(Object location annotation data)
_____

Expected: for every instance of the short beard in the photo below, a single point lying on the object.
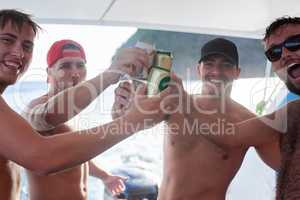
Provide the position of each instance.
(292, 88)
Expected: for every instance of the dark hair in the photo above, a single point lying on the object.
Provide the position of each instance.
(17, 19)
(278, 23)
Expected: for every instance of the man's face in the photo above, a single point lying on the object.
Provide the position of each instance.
(67, 72)
(16, 47)
(217, 73)
(288, 66)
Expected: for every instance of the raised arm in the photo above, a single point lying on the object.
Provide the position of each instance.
(21, 144)
(60, 108)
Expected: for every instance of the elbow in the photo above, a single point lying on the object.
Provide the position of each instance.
(41, 161)
(40, 164)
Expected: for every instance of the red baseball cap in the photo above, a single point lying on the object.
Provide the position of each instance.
(64, 48)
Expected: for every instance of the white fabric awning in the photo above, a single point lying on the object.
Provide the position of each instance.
(242, 18)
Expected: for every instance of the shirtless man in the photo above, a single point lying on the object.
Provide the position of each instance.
(194, 167)
(66, 68)
(20, 143)
(275, 136)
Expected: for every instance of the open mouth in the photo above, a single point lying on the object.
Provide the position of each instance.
(13, 66)
(294, 70)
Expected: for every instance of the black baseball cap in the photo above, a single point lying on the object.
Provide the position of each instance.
(220, 46)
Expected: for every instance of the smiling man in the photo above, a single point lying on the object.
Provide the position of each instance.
(194, 167)
(66, 68)
(20, 143)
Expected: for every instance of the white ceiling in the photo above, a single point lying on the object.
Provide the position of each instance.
(244, 18)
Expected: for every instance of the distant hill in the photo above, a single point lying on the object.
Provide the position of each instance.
(186, 50)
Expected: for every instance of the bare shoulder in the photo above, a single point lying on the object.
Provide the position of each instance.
(241, 111)
(38, 101)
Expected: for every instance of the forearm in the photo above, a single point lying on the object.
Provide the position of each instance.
(68, 103)
(96, 171)
(84, 145)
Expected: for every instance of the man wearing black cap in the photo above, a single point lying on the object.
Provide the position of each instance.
(195, 167)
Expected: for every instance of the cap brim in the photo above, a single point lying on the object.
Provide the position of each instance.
(218, 53)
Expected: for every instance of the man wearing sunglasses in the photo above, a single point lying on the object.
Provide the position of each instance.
(194, 167)
(277, 135)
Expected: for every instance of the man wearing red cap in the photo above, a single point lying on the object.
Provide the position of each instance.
(66, 68)
(21, 144)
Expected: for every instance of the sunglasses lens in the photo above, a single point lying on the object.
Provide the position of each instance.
(293, 43)
(274, 53)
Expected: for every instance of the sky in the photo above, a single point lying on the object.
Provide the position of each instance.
(99, 42)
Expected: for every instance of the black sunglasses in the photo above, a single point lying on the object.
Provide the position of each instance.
(292, 44)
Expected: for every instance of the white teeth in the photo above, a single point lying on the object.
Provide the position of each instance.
(290, 65)
(216, 81)
(12, 64)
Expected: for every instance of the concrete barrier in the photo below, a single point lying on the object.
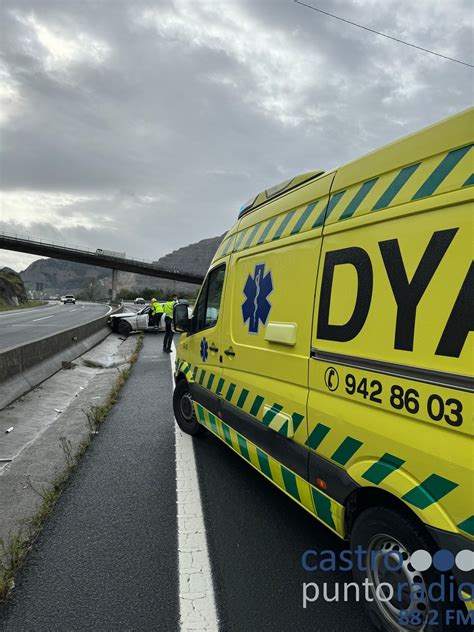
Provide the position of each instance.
(24, 367)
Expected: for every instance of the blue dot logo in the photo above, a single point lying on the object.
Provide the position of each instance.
(443, 560)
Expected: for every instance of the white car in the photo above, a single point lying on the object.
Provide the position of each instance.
(126, 322)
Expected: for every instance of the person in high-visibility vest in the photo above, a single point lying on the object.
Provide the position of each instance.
(168, 310)
(156, 312)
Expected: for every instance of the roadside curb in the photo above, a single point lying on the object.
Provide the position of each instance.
(33, 482)
(25, 366)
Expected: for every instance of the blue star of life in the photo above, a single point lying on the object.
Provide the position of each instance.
(256, 306)
(204, 349)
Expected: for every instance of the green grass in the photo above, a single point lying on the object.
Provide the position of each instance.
(14, 551)
(4, 307)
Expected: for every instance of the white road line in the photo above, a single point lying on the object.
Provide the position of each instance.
(197, 605)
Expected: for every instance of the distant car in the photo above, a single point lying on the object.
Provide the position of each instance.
(110, 253)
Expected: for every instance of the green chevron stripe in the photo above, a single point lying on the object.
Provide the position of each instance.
(304, 216)
(297, 419)
(201, 414)
(264, 463)
(334, 199)
(270, 414)
(244, 451)
(227, 437)
(429, 491)
(239, 239)
(322, 506)
(379, 471)
(257, 404)
(213, 422)
(210, 380)
(289, 480)
(228, 245)
(346, 450)
(398, 182)
(286, 220)
(467, 525)
(230, 392)
(316, 437)
(441, 172)
(242, 398)
(268, 228)
(251, 236)
(358, 198)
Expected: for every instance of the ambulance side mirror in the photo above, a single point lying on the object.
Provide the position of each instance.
(181, 318)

_____

Objective:
Copy word for word the part of the rows that opens with the line containing "Expected: for every instance of the green grass" and runs through the final row, including both of those lines.

Result for this task:
Expected: for every instance of the green grass in the photo above, a single point lying on the object.
Provide the position of each instance.
(14, 551)
(4, 307)
Expected: for every instance of the white road line in the photo above, a single point lying on the object.
Provide the position of each instance.
(197, 605)
Expected: for every instance of the distant car in the photo above, a single point lying on the object.
Provide the position of each instance.
(110, 253)
Expected: for every instance of the green chevron stripe in the photo above, a single point lying on the object.
Provide the position of each instance.
(304, 216)
(297, 419)
(201, 414)
(264, 463)
(334, 199)
(270, 414)
(244, 451)
(227, 437)
(429, 491)
(239, 239)
(322, 506)
(379, 471)
(257, 404)
(213, 422)
(210, 380)
(289, 480)
(228, 245)
(346, 450)
(398, 182)
(286, 220)
(467, 525)
(230, 392)
(316, 437)
(441, 172)
(242, 398)
(268, 228)
(251, 236)
(358, 198)
Expected: for every instance of the ambulance side mirror in the photo above, a single point lying on the object.
Provide the position of each instance.
(181, 318)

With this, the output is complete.